- [Passage given]
I hold Myanmar Metals; not in production yet, in the development phase; here are a few brief interviews with John Lamb (CEO):

Watch this interview first, if you can, which is a few minutes:
https://videos.ctfassets.net/hnlfgs...73ca99ae02c6d0c9782/Myanmar_VO_2020-02-05.mp4


Then this interview, which is also a few minutes:


----------



## Dark1975

Dark1975 said:


> Mkr looks promising in 2022 on the MTA boppy project, I will dive further in to the info on this stock but a good small cap stock on face value



Thanks Telamelo for MKR bought at 36cents, i thought I'd share some important substantial shareholder purchase a couple days ago I noticed lance Rosenberg from tricom or parent company spinite pty Ltd,


----------



## explod

Silver is really starting to break out. A month back the gold/silver ratio was hitting 120 to one, now 70 to one.  

Stocks such as SLV, SLR, RVR, PMY, ARD and HRD are ones to monitor.

Silver is up almost 30% since July.

Love my silver coins and SVL


----------



## qldfrog

and the ETF ETPMAG  45% profit since 06/07 yes a month.. and will be more tonight
I bought more 23/07 thinking hum that is pushing a bit already up 16% yesterday
silver the Zoom of metals but with actual usage and profit


----------



## finicky

Go ETPMAG

All Data Monthly


----------



## Chronos-Plutus

I just read an article by FXSTREET suggesting that Silver is often correlated with Copper because of its industrial applications: "It does have a safe haven status and can track the movement of gold but the price action does often correlate with copper and iron ore." (https://www.fxstreet.com/news/silve...ahead-of-this-weeks-fomc-meeting-202009141837)

I decided to test this claim and found that Silver is ~2.8 times more correlated with Gold than Copper. I used the weekly close data over 5 years for the commodities. See below:


----------



## Dona Ferentes

writing in Hero Zedge

The SLV  ETF surged 11% late last week which came after Reddit user 'TheHappyHawaiian' posted the following thesis on buying silver noting that_* "the worlds biggest short squeeze is possible and we can make history."*_

'TheHappyHawaiian' cites two reasons to buy - The Short Squeeze and Fundamentals.



> *The short squeeze:*​Buy SLV shares (or PSLV shares) and SLV call options to force physical delivery of silver to the SLV vaults.
> The silver futures market has oscillated between having roughly 100-1 and 500-1 ratio of paper traded silver to physical silver, but lets call it 250-1 for now. This means that for every 250 ounces in open interest in the futures market, only 1 actually gets delivered. Most traders would rather settle with cash rather than take delivery of thousands of ounces of silver and have to figure out to store and transport it in the future.

- [Entries supplied]
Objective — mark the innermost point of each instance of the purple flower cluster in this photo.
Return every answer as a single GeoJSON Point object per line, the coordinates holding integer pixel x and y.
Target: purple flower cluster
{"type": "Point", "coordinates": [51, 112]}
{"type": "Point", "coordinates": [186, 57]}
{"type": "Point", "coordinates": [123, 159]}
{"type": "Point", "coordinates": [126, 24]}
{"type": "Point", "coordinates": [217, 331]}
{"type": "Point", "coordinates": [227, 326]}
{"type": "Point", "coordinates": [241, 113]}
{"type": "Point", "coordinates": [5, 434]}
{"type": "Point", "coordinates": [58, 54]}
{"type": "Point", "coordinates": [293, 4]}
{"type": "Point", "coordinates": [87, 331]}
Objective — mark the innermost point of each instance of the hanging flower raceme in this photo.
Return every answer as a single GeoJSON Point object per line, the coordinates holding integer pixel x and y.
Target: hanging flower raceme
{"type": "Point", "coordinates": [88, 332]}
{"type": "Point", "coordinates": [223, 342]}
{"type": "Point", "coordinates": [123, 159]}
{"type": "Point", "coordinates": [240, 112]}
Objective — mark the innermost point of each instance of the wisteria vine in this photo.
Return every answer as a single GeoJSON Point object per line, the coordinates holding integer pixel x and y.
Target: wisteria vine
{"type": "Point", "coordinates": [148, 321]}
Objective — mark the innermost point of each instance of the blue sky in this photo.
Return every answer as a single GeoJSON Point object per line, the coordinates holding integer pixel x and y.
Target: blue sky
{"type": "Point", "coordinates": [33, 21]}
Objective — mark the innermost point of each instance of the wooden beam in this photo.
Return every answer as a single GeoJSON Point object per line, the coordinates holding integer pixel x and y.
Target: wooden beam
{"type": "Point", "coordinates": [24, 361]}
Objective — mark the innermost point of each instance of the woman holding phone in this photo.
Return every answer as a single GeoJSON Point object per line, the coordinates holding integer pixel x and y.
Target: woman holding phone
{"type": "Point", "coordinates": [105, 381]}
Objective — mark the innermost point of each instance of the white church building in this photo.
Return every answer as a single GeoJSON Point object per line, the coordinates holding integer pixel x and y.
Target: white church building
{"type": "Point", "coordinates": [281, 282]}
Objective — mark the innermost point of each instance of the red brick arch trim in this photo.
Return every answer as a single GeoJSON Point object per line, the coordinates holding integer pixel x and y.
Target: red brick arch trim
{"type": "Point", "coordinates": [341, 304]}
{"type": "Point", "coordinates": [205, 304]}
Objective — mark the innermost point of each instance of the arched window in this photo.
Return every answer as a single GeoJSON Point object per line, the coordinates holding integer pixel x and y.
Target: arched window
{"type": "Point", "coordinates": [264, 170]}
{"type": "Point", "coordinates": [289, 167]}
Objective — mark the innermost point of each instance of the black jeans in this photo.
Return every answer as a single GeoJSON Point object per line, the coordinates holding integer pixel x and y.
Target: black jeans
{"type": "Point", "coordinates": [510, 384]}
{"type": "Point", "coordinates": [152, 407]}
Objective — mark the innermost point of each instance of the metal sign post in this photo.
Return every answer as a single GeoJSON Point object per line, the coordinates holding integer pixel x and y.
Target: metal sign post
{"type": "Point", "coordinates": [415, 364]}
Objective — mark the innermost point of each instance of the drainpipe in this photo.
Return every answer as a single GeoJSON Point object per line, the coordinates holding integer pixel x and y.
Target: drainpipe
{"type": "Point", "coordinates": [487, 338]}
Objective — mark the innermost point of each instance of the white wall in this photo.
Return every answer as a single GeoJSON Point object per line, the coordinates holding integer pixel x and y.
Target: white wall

- [Task instructions] From the forum thread about metals stocks above, reproduce word for word the stretch that begins at the words "I decided to" and stops after the words "Squeeze and Fundamentals.".

- [Right answer]
I decided to test this claim and found that Silver is ~2.8 times more correlated with Gold than Copper. I used the weekly close data over 5 years for the commodities. See below:


----------



## Dona Ferentes

writing in Hero Zedge

The SLV  ETF surged 11% late last week which came after Reddit user 'TheHappyHawaiian' posted the following thesis on buying silver noting that_* "the worlds biggest short squeeze is possible and we can make history."*_

'TheHappyHawaiian' cites two reasons to buy - The Short Squeeze and Fundamentals.